### Task to carry out
Express each line of the material below as an item in a numbered list, leaving out blank lines and the pictures.

### Records supplied
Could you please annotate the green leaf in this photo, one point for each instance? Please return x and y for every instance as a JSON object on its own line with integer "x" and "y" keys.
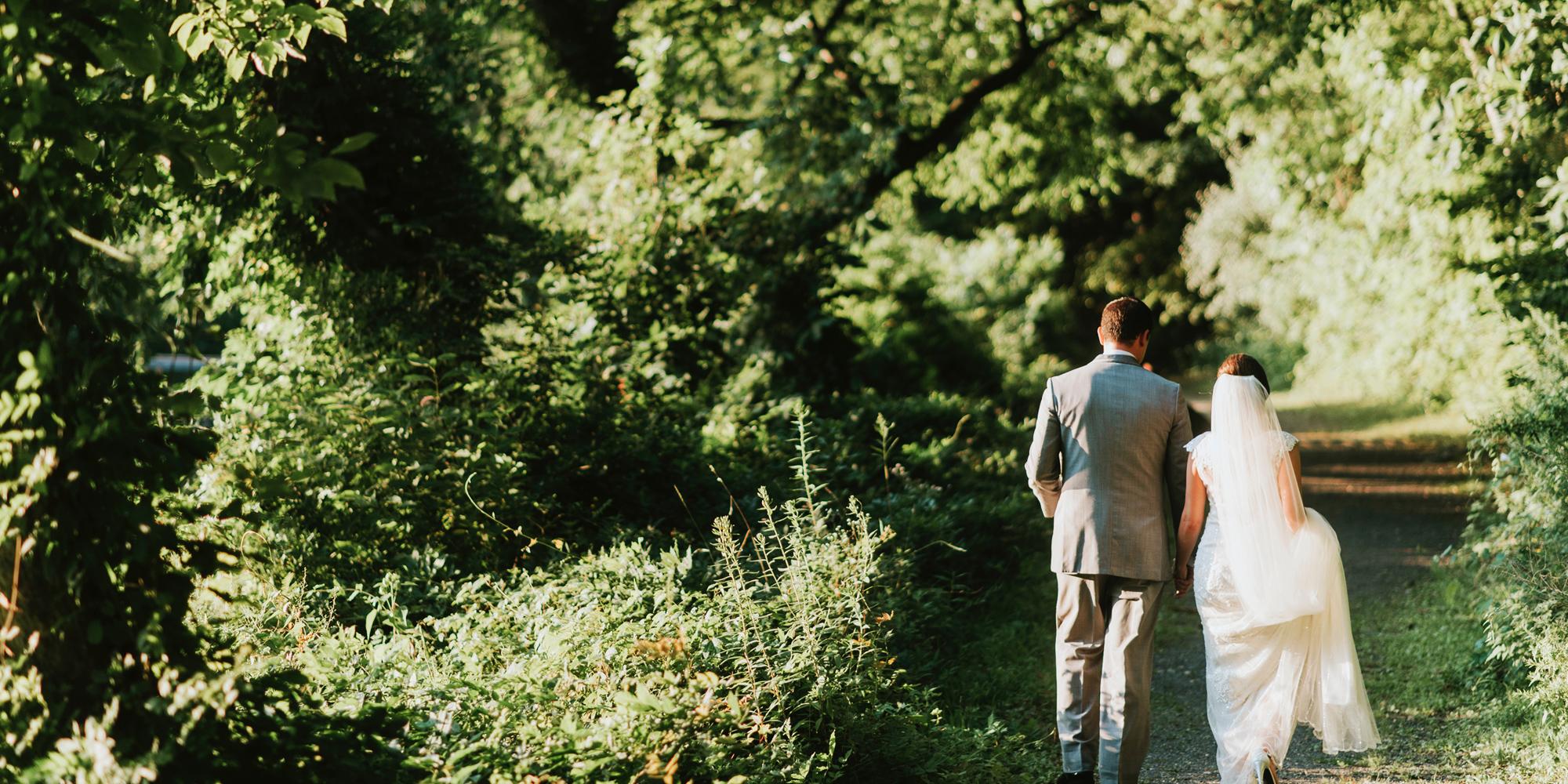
{"x": 200, "y": 45}
{"x": 354, "y": 143}
{"x": 222, "y": 156}
{"x": 338, "y": 173}
{"x": 332, "y": 23}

### Task output
1. Could you please annotate the green leaf in this photo, one point for each instance? Please return x and y for every instance as a JSON object on its own line with integer "x" and "y" keys.
2. {"x": 200, "y": 45}
3. {"x": 354, "y": 143}
4. {"x": 222, "y": 156}
5. {"x": 338, "y": 173}
6. {"x": 332, "y": 23}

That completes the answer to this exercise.